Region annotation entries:
⁂

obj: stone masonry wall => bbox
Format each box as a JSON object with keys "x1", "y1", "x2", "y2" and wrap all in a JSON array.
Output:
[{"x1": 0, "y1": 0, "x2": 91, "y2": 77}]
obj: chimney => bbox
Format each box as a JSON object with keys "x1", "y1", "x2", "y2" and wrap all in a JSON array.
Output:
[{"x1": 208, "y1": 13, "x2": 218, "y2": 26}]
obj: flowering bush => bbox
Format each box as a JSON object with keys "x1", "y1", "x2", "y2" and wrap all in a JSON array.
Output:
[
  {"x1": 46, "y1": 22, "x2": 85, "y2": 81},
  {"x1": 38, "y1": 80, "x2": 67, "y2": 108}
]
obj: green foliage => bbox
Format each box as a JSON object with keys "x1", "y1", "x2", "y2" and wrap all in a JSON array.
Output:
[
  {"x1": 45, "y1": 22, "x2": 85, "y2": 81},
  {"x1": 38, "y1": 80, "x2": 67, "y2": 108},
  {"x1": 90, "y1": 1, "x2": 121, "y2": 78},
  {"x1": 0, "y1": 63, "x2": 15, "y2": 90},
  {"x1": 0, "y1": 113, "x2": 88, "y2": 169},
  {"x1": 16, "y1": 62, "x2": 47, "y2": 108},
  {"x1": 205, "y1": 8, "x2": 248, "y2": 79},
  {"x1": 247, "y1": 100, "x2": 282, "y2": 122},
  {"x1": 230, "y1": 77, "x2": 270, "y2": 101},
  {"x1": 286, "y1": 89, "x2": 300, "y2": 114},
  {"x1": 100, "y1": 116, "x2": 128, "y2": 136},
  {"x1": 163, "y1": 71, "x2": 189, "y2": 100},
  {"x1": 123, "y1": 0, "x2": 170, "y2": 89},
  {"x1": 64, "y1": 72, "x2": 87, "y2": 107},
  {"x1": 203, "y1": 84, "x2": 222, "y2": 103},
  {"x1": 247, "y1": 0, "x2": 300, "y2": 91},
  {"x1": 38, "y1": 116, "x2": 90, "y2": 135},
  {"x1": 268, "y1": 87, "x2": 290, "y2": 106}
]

⁂

### Exercise directions
Can you rewrite every line of the items above, starting with the line containing "obj: flowering bush => bbox" and going on through the end of the items, keeping the requests and shifting each bounding-box coordinate in the answers up by 150?

### Solution for this task
obj: flowering bush => bbox
Format each box as a JSON object with keys "x1", "y1", "x2", "y2" and wrap all in a JSON array.
Output:
[
  {"x1": 196, "y1": 172, "x2": 235, "y2": 231},
  {"x1": 188, "y1": 230, "x2": 217, "y2": 258}
]
obj: green foliage => bbox
Format each box as a JSON object with keys "x1", "y1", "x2", "y2" and wrap all in a JSON array.
Output:
[
  {"x1": 195, "y1": 172, "x2": 235, "y2": 231},
  {"x1": 188, "y1": 230, "x2": 217, "y2": 258},
  {"x1": 240, "y1": 151, "x2": 271, "y2": 228},
  {"x1": 150, "y1": 213, "x2": 165, "y2": 240},
  {"x1": 150, "y1": 263, "x2": 238, "y2": 319},
  {"x1": 166, "y1": 212, "x2": 197, "y2": 258},
  {"x1": 355, "y1": 158, "x2": 398, "y2": 229},
  {"x1": 397, "y1": 250, "x2": 432, "y2": 272},
  {"x1": 380, "y1": 227, "x2": 420, "y2": 251},
  {"x1": 436, "y1": 239, "x2": 450, "y2": 264},
  {"x1": 250, "y1": 266, "x2": 278, "y2": 286},
  {"x1": 313, "y1": 221, "x2": 339, "y2": 250},
  {"x1": 273, "y1": 150, "x2": 320, "y2": 239},
  {"x1": 214, "y1": 222, "x2": 237, "y2": 257},
  {"x1": 353, "y1": 234, "x2": 372, "y2": 253},
  {"x1": 397, "y1": 150, "x2": 450, "y2": 241},
  {"x1": 188, "y1": 266, "x2": 240, "y2": 285},
  {"x1": 418, "y1": 237, "x2": 440, "y2": 256}
]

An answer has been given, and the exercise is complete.